# Meisterquest



## Sin (28. Oktober 2009)

Ich bin zur Zeit bei meiner Meisterquest im Handwerk angekommen. Momentan beim 2. Step. Um diese Abzuschließen muss ich folgendes Item herstellen:


Glänzender verstärkter Egrasi-Bogen des Handwerkers

Dies ist ein kritischer erfolg von: Verstärkter Egrasi-Bogen des Handwerkers

Um Verstärkter Egrasi-Bogen des Handwerkers überhaupt herstellen zu können, benötige ich Glänzender verstärkter Egrasi-Bogen welcher ein crit von Verstärkter Egrasi-Bogen ist.

Dieser benötigt zum Herstellen:

274x Egrasibaumstämme
137x Mächtiges Schleifpapier
6x Erstklassiger Waffenveredelungsstein
78x Od

allein das Schleifpapier kostet beim Händler: 274.000 Kinah
Die Veredelungssteine lassen sich leider nicht farmen, weswegen ich sie im AH kaufen müsste. Kostenpunkt: STÜCK je 150.000 - 480.000 Kinah auf Votan

Wenn man bedenkt, dass im schnitt jeder 8. Gegenstand bei mir crittet würde ich für Glänzender verstärkter Egrasi-Bogen Folgendes brauchen:

274*8 = 2192 Egrasibaumstämme
1096 Mächtiges Schleifpapier = 2.192.000 Kinah
6*8 Waffenveredelungssteine = 7.200.000 Kinah (Bei 150.000K pro Stück)
* * * *
§ Aufgabe a
Gib die Datensätze vom Anfang bis einschließlich der Zeile mit „192 14 L 43“ als CSV mit den zwei Spalten text und antwort aus, eine Zeile je Datensatz, jedes Feld in Anführungszeichen und Zeilenumbrüche durch Leerzeichen ersetzt. Die Bilder lässt du dabei weg.

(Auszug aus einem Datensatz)
* * * *
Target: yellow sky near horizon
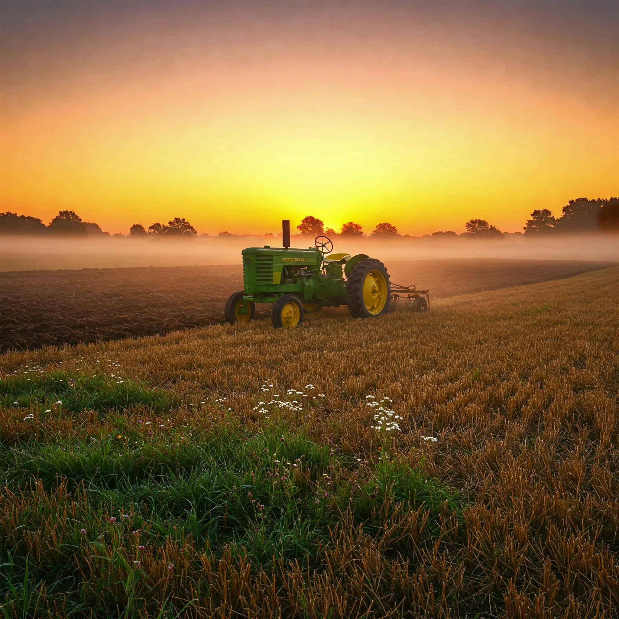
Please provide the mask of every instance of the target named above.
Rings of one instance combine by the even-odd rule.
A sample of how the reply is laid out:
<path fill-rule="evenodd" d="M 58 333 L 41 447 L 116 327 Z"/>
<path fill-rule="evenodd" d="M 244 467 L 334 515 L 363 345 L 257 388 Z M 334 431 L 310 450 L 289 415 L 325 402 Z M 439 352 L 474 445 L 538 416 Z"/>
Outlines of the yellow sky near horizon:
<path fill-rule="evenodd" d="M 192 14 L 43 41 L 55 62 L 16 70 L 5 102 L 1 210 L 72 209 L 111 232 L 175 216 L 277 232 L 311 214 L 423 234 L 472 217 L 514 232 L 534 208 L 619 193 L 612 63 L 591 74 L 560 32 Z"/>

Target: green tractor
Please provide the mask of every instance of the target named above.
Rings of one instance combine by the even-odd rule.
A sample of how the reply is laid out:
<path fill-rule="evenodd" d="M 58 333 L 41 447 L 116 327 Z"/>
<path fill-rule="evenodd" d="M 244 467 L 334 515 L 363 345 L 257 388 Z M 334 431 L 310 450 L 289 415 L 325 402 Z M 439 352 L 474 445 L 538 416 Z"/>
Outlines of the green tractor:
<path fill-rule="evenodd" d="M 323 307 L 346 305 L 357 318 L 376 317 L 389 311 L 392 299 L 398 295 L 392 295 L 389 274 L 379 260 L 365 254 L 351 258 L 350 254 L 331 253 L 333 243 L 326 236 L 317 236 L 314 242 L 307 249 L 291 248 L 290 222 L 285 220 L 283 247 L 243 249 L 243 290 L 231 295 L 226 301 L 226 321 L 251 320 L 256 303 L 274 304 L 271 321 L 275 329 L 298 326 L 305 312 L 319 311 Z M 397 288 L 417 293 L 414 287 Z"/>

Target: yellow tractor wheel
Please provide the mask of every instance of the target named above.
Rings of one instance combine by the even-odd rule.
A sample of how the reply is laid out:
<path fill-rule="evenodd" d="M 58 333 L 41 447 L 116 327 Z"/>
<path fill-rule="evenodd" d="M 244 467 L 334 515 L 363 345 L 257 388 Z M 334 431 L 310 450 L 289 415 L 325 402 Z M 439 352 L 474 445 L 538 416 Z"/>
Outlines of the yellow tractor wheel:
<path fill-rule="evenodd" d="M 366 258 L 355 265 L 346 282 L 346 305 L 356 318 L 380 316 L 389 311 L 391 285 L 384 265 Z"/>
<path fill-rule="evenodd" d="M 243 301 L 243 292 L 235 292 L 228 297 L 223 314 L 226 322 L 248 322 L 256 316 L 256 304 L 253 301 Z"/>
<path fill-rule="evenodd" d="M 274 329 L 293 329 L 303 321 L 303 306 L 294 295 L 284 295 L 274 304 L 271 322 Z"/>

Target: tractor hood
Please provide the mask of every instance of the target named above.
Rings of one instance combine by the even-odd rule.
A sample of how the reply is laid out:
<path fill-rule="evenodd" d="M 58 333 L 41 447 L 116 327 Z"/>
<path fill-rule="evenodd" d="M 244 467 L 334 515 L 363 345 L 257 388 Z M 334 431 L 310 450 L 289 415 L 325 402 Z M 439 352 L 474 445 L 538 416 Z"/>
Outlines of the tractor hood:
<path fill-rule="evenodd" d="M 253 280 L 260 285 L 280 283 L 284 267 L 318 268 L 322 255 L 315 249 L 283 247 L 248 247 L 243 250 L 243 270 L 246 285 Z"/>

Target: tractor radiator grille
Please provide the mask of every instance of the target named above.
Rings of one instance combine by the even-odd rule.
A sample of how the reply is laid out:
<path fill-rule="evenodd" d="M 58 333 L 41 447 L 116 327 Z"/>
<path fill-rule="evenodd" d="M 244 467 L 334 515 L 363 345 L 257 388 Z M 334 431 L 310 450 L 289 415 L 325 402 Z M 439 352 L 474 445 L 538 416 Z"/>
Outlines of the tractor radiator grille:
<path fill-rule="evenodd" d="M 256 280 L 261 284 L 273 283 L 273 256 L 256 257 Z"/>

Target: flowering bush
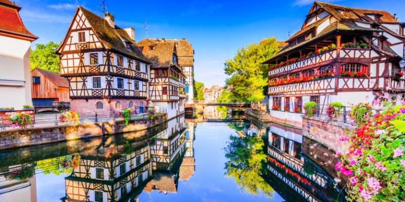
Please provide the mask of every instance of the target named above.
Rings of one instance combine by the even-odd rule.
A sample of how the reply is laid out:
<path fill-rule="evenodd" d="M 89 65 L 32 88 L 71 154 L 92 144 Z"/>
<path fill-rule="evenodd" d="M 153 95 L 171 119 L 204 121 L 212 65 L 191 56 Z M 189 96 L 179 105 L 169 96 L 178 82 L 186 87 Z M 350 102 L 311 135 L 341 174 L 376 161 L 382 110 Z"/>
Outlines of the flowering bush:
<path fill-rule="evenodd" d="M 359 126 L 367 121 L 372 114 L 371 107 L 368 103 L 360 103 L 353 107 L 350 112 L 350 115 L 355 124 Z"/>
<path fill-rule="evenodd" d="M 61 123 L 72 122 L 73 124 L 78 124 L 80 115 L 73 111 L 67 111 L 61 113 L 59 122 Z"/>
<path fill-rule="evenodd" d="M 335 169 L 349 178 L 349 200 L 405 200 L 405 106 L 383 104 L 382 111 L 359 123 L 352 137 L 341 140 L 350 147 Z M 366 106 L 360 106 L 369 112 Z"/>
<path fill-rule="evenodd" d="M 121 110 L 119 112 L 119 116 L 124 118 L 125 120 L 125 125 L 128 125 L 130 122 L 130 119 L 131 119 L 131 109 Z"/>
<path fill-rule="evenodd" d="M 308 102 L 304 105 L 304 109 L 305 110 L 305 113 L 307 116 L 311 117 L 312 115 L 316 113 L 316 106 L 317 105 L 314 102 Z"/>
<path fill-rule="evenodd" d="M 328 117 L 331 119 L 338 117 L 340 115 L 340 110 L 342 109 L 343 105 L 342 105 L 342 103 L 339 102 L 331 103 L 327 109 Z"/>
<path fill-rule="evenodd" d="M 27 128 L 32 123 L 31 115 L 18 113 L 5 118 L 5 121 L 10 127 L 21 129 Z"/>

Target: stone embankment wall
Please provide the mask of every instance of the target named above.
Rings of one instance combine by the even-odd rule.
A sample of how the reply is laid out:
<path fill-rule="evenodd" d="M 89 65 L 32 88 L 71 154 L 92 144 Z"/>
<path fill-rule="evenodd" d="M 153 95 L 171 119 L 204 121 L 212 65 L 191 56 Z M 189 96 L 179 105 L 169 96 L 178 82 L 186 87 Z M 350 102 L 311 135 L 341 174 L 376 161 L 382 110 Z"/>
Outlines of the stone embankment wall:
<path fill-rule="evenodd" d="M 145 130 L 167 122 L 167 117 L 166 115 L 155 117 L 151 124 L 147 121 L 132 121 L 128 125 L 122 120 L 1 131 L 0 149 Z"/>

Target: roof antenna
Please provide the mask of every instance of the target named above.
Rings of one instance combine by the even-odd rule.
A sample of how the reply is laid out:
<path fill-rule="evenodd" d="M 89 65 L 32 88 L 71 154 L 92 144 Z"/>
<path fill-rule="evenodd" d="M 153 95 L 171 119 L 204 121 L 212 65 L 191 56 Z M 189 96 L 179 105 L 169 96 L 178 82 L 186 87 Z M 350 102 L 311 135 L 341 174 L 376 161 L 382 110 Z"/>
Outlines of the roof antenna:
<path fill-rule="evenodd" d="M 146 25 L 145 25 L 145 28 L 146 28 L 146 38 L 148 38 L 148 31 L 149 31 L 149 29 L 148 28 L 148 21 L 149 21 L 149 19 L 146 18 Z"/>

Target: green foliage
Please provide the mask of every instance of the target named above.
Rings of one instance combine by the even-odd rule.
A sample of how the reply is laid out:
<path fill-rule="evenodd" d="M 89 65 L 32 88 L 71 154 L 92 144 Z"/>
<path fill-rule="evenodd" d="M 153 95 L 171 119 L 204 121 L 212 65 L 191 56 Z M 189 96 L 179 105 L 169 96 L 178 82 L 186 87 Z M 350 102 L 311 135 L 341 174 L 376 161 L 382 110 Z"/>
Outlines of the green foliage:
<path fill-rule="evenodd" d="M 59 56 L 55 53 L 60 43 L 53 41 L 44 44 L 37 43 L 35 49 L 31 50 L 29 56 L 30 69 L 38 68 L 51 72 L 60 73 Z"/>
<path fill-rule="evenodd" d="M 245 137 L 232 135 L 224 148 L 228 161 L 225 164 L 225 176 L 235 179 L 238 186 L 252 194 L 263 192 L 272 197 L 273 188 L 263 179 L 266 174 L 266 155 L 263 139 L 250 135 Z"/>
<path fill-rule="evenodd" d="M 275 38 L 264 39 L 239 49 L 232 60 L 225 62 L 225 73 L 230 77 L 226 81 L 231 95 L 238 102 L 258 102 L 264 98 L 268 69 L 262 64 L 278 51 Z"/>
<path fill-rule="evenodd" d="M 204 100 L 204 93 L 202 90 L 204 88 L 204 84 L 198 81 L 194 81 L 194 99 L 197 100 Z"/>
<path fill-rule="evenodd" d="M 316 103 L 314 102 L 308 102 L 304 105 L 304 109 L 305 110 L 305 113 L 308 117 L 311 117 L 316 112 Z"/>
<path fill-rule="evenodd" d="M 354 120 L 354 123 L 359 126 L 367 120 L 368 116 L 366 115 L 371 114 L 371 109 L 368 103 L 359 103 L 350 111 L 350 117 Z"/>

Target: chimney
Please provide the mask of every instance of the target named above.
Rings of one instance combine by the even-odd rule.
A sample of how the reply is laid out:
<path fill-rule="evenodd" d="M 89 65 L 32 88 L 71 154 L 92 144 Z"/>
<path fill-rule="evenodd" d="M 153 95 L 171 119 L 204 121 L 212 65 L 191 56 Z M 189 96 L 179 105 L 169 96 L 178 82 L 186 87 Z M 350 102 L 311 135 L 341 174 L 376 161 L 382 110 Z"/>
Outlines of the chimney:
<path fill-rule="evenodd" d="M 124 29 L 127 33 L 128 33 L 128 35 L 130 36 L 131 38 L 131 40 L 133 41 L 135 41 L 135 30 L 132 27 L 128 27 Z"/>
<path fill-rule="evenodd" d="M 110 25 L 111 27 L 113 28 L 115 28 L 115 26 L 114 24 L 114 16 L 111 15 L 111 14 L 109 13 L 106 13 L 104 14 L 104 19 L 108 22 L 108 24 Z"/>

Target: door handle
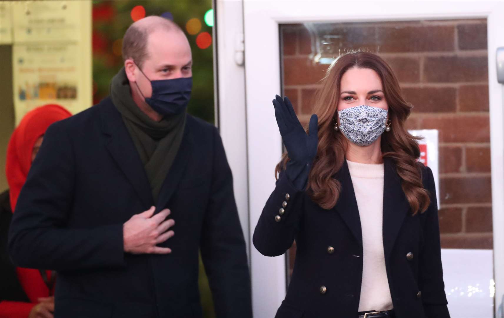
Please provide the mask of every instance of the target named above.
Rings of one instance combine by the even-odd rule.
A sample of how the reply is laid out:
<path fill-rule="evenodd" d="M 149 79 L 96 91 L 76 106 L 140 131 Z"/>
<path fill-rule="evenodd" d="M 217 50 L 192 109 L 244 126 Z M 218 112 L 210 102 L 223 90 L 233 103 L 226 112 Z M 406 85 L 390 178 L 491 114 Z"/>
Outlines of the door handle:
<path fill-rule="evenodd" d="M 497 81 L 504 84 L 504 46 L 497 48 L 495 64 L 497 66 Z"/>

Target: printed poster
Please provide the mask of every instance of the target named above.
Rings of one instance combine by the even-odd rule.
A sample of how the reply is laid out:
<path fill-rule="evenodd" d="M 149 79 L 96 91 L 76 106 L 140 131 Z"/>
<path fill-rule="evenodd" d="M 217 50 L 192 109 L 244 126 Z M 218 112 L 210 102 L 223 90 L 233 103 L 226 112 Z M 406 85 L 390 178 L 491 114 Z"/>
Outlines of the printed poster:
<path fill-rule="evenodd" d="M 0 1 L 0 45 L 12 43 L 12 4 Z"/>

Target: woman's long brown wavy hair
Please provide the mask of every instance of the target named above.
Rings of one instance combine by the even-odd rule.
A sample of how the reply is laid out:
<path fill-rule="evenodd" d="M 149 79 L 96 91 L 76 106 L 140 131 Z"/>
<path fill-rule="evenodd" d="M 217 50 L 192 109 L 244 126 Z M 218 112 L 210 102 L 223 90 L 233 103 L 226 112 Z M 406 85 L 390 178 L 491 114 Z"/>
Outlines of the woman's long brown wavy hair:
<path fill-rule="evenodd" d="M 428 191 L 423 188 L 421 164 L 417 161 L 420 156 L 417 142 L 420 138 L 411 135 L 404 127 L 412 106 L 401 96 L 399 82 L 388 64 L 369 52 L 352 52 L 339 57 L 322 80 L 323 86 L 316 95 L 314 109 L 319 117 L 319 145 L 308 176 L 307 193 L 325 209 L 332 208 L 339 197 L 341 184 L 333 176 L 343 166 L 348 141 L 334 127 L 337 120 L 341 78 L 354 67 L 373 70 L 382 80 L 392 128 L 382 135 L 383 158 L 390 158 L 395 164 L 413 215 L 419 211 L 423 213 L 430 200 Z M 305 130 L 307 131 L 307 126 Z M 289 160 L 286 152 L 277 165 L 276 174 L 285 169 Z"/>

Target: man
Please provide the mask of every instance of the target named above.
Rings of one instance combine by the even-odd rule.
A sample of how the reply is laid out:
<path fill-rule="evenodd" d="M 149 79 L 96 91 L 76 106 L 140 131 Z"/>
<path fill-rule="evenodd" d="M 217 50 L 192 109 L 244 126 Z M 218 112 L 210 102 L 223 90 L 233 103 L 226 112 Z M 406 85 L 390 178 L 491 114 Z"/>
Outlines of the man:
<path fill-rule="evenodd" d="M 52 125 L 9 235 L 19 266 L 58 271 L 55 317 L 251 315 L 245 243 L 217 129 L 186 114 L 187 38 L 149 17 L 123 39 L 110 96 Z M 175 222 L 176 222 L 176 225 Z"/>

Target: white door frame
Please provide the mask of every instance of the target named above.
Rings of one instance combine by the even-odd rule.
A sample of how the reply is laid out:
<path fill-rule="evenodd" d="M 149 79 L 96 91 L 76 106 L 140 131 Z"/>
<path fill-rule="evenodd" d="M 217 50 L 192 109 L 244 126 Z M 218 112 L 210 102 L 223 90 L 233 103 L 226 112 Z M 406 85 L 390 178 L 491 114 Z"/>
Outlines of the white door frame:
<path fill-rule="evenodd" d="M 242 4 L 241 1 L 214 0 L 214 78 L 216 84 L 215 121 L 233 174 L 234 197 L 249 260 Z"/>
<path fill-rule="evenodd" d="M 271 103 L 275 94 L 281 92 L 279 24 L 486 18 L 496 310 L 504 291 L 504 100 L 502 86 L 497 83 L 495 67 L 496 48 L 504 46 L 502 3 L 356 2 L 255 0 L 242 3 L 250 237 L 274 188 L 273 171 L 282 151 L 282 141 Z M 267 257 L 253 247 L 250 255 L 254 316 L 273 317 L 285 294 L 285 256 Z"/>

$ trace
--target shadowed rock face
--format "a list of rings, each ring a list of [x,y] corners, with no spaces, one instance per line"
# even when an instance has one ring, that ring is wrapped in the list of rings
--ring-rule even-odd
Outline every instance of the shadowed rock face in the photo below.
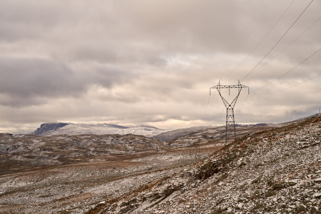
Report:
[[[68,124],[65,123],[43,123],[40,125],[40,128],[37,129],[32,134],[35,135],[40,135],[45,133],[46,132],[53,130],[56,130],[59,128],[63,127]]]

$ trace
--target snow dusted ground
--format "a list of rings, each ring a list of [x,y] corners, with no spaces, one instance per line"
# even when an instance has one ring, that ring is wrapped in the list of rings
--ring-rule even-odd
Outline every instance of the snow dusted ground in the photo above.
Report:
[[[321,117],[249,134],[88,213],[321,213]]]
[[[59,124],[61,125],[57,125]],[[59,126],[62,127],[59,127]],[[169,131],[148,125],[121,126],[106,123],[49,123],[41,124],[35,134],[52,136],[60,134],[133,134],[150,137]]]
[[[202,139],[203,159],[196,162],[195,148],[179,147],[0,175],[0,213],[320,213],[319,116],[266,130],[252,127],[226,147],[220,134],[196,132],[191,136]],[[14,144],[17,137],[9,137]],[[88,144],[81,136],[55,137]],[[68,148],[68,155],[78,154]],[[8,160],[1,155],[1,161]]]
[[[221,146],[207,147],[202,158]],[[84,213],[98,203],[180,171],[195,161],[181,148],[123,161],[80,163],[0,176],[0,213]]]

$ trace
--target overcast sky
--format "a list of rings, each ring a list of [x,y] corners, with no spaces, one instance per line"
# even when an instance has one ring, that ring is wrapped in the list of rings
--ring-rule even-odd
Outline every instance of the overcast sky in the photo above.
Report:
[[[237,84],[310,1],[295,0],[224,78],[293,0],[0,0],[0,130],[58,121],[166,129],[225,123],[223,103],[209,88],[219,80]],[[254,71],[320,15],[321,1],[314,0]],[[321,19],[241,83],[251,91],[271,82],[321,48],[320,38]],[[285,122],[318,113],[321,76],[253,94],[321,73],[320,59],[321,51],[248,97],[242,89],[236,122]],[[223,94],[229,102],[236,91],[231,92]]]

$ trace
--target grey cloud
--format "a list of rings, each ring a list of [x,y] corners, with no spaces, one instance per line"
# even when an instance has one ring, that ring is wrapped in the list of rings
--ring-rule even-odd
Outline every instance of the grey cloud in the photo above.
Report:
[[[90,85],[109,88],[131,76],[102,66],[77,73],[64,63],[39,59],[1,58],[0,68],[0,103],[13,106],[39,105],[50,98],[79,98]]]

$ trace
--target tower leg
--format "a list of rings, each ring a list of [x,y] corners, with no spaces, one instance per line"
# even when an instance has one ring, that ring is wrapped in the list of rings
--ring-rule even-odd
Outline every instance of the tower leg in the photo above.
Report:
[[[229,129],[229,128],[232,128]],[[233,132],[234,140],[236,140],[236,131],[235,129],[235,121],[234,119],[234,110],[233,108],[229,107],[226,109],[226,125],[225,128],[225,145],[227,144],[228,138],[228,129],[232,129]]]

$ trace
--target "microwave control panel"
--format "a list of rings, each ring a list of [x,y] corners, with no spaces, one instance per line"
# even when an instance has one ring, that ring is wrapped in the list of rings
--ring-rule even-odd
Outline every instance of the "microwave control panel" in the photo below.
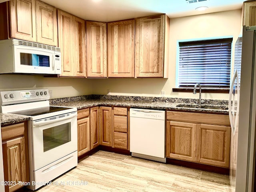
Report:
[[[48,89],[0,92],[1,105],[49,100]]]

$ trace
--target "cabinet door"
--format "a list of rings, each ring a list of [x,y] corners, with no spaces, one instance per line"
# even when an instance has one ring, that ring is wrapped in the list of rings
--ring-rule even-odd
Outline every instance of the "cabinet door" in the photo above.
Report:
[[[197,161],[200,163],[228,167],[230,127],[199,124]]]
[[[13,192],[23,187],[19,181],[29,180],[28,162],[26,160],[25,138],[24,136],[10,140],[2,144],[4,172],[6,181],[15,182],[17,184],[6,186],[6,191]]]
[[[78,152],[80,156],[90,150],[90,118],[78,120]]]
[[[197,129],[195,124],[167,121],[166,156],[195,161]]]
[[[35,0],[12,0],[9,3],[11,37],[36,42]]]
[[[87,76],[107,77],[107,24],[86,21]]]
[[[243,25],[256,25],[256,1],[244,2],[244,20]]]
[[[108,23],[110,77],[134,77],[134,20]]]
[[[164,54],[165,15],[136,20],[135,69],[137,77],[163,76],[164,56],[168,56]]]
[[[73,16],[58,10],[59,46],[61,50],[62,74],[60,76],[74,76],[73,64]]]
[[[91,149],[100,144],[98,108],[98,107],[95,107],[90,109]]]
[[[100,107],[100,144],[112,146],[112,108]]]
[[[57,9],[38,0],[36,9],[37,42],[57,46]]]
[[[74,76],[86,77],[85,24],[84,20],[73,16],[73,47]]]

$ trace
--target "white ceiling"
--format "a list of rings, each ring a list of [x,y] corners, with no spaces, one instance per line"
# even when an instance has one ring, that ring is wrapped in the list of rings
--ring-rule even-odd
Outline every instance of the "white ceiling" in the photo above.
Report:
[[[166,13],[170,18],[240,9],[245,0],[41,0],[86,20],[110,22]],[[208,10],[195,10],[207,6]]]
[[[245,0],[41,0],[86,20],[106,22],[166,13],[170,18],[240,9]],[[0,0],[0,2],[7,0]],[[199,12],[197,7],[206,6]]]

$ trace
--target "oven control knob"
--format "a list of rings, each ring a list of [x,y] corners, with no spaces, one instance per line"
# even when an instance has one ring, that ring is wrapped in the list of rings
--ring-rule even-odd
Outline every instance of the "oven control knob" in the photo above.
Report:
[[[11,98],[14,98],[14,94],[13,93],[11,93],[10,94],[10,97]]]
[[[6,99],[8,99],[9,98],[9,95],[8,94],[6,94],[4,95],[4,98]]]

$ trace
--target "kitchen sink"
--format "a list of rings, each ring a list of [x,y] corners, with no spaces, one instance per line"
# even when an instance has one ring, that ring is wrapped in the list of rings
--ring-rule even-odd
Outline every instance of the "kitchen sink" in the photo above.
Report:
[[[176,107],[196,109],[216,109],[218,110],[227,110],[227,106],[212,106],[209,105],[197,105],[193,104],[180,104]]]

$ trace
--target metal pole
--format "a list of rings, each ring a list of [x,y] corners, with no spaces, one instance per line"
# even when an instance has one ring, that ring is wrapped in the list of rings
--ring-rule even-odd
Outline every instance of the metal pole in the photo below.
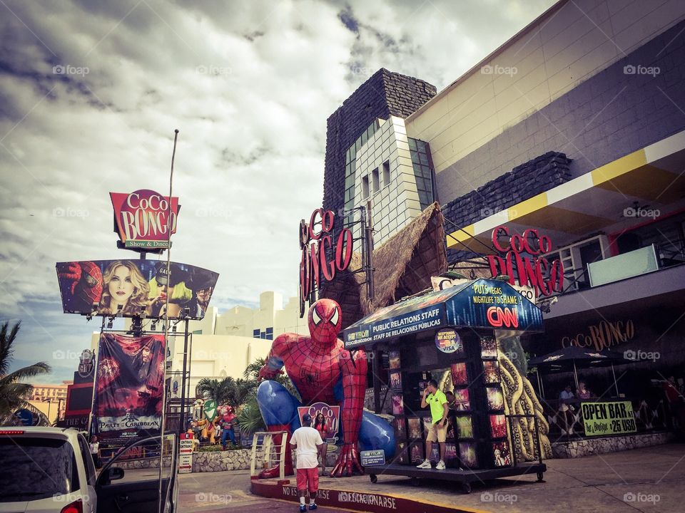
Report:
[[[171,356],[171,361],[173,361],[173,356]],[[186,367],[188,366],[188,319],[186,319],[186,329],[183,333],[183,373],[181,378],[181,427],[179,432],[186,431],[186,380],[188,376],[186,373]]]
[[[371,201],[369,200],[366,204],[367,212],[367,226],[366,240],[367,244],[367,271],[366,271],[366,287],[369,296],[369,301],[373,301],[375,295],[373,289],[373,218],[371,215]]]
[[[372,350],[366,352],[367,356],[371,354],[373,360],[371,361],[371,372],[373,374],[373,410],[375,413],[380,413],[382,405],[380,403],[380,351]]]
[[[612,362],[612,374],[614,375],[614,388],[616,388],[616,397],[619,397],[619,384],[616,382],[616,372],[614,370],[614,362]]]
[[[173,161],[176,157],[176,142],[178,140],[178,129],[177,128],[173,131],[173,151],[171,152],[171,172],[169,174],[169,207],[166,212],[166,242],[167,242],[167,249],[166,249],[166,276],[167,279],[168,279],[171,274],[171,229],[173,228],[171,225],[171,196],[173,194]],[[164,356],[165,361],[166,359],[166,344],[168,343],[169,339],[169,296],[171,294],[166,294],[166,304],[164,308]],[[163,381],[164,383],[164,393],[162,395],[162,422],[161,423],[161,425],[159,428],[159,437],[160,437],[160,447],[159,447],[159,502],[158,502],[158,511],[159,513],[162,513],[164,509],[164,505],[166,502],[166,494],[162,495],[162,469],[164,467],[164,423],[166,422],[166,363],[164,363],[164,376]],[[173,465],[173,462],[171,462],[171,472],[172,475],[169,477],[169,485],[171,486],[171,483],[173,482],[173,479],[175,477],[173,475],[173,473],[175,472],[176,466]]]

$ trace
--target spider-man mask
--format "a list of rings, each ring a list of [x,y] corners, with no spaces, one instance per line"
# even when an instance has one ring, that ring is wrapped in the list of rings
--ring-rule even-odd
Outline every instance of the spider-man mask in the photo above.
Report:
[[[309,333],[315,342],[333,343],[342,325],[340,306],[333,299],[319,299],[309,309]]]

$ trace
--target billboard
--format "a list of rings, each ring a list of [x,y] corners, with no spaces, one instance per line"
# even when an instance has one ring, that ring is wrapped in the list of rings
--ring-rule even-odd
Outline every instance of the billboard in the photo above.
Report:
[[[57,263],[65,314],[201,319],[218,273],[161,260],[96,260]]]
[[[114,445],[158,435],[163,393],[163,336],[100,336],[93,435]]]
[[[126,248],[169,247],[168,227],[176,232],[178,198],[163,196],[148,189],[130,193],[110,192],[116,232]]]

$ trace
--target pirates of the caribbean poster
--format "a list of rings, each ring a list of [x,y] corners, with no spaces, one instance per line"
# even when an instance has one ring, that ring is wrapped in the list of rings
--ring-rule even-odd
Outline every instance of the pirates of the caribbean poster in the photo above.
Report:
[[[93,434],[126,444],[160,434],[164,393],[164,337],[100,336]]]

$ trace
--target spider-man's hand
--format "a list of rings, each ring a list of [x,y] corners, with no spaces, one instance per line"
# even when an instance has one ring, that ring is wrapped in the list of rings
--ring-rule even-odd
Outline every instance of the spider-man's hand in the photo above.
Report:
* * * *
§ Aufgabe b
Schreib den Forumsbeitrag über die Meisterquest im Handwerk an der Stelle weiter, an der er aufhört.

§ Lösung a
text,antwort
"Target: yellow sky near horizon Please provide the mask of every instance of the target named above. Rings of one instance combine by the even-odd rule. A sample of how the reply is laid out: <path fill-rule=""evenodd"" d=""M 58 333 L 41 447 L 116 327 Z""/> <path fill-rule=""evenodd"" d=""M 244 467 L 334 515 L 363 345 L 257 388 Z M 334 431 L 310 450 L 289 415 L 325 402 Z M 439 352 L 474 445 L 538 416 Z""/> Outlines of the yellow sky near horizon:","<path fill-rule=""evenodd"" d=""M 192 14 L 43 41 L 55 62 L 16 70 L 5 102 L 1 210 L 72 209 L 111 232 L 175 216 L 277 232 L 311 214 L 423 234 L 472 217 L 514 232 L 534 208 L 619 193 L 612 63 L 591 74 L 560 32 Z""/>"

§ Lösung b
624 Od

So, nun kann ich Verstärkter Egrasi-Bogen des Handwerkers herstellen, welcher critten müsste zum abschließen der Quest.
Wie bereits gesagt, crittet bei mir, ca jede 8. Herstellung.
Für den Bogen brauche ich:

1x  Glänzender verstärkter Egrasi-Bogen
6x Erstklassiger Waffenveredelungsstein des Handwerkers (Kosten ca 350.000-1.000.000 Kinah im AH)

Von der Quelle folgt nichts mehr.